» DIRECTIONS FOR THIS TASK:
Reproduce the lines verbatim, from the very first one through the line that contains "positive clicks: (179, 299)", including both.

-- SOURCE MATERIAL follows --

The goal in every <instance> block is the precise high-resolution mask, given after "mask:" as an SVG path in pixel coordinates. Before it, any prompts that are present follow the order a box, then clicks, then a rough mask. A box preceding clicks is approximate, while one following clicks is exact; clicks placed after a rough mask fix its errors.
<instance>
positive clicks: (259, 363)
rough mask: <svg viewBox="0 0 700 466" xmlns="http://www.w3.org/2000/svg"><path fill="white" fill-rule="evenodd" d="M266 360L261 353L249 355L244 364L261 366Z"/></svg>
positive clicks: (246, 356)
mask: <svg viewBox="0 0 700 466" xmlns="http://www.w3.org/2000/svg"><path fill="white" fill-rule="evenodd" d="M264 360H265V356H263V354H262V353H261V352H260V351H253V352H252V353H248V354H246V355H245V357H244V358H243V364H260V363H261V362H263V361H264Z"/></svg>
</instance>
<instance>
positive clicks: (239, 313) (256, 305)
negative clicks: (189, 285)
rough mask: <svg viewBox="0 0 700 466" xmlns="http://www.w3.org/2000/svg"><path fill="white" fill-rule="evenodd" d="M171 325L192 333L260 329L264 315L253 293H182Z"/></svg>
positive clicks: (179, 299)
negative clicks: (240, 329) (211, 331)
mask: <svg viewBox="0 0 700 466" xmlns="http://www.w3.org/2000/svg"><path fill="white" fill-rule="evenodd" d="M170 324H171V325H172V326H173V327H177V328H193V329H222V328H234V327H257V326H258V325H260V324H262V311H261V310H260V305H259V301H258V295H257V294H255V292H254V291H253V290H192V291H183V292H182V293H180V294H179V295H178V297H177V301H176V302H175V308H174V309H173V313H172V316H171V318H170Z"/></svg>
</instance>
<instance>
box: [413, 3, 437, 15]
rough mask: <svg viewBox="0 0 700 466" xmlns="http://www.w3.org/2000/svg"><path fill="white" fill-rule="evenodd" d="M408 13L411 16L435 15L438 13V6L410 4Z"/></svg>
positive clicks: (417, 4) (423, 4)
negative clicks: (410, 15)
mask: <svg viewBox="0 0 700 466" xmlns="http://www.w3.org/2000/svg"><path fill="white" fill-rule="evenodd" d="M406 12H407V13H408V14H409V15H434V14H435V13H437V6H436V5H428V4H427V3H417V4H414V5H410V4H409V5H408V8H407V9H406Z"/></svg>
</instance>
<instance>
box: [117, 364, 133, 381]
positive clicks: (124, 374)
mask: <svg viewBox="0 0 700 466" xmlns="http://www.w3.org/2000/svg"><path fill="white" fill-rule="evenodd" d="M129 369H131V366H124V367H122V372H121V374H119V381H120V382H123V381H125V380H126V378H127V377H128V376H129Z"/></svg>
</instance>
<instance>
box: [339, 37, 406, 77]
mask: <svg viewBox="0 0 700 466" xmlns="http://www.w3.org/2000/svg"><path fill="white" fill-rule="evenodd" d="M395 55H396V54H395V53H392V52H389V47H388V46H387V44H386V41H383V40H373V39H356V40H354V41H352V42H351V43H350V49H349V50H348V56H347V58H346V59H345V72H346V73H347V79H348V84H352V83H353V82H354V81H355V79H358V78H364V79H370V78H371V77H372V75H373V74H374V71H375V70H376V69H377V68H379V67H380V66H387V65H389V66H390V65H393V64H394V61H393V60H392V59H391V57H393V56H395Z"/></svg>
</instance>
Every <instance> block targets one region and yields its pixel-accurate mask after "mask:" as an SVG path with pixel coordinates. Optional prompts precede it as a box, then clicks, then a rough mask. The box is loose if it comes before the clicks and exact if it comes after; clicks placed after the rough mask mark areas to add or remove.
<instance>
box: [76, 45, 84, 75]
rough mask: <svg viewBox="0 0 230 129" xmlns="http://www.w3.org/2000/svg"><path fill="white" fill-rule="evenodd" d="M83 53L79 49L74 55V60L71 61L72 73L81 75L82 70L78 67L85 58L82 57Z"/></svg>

-- SOURCE MATERIAL concluded --

» RESPONSE:
The goal in every <instance> block is the precise high-resolution mask, given after "mask:" as an SVG path in pixel coordinates. Before it, any prompts that are present follow the order a box, then clicks, then a rough mask. A box preceding clicks is approximate, while one following clicks is exact; clicks placed after a rough mask fix its errors.
<instance>
positive clicks: (259, 363)
rough mask: <svg viewBox="0 0 700 466" xmlns="http://www.w3.org/2000/svg"><path fill="white" fill-rule="evenodd" d="M266 360L261 353L249 355L244 364L261 366Z"/></svg>
positive clicks: (246, 356)
mask: <svg viewBox="0 0 700 466" xmlns="http://www.w3.org/2000/svg"><path fill="white" fill-rule="evenodd" d="M264 360H265V356H263V354H262V353H261V352H260V351H253V352H252V353H248V354H246V355H245V357H244V358H243V364H260V363H261V362H263V361H264Z"/></svg>
</instance>
<instance>
positive clicks: (239, 313) (256, 305)
negative clicks: (189, 285)
rough mask: <svg viewBox="0 0 700 466" xmlns="http://www.w3.org/2000/svg"><path fill="white" fill-rule="evenodd" d="M171 325L192 333L260 329L264 315L253 293H182Z"/></svg>
positive clicks: (179, 299)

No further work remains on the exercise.